▶ DIRECTIONS FOR THIS TASK: Whenever the word "shirt" appears in a line of the data below, copy that line.

Stored dataset items
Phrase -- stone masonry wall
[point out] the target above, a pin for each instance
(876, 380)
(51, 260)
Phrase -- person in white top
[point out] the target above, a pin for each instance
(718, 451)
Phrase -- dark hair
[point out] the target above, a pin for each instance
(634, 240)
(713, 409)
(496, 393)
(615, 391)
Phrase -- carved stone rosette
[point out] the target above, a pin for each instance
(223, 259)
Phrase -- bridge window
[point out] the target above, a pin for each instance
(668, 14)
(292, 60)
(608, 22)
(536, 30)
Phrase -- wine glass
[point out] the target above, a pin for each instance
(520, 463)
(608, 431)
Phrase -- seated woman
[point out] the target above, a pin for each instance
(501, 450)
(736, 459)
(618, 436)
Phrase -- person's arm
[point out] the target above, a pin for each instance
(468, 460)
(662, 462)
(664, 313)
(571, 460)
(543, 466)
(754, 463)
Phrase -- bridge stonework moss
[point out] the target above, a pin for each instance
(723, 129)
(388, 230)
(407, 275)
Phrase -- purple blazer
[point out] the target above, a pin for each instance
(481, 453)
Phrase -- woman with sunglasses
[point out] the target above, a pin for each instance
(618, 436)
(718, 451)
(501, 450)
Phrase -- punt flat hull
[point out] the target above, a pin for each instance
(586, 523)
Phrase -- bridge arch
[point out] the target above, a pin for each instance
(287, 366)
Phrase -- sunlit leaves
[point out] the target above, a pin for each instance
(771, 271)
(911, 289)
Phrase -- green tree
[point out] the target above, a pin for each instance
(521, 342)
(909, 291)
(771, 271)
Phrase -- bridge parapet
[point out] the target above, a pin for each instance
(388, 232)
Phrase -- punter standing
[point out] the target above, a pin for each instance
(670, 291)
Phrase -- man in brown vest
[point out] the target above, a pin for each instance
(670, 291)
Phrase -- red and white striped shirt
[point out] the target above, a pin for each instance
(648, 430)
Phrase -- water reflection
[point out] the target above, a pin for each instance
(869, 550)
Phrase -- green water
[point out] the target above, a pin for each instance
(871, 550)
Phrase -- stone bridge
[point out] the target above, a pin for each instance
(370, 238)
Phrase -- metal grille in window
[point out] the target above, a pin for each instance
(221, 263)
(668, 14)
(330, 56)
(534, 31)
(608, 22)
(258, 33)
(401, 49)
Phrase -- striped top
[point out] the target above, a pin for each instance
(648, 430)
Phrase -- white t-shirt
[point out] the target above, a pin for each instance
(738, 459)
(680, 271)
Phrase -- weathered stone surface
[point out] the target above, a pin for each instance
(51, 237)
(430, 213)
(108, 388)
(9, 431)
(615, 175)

▶ OUTPUT OF THE EXERCISE:
Phrase -- red and white striped shirt
Phrase -- white t-shirt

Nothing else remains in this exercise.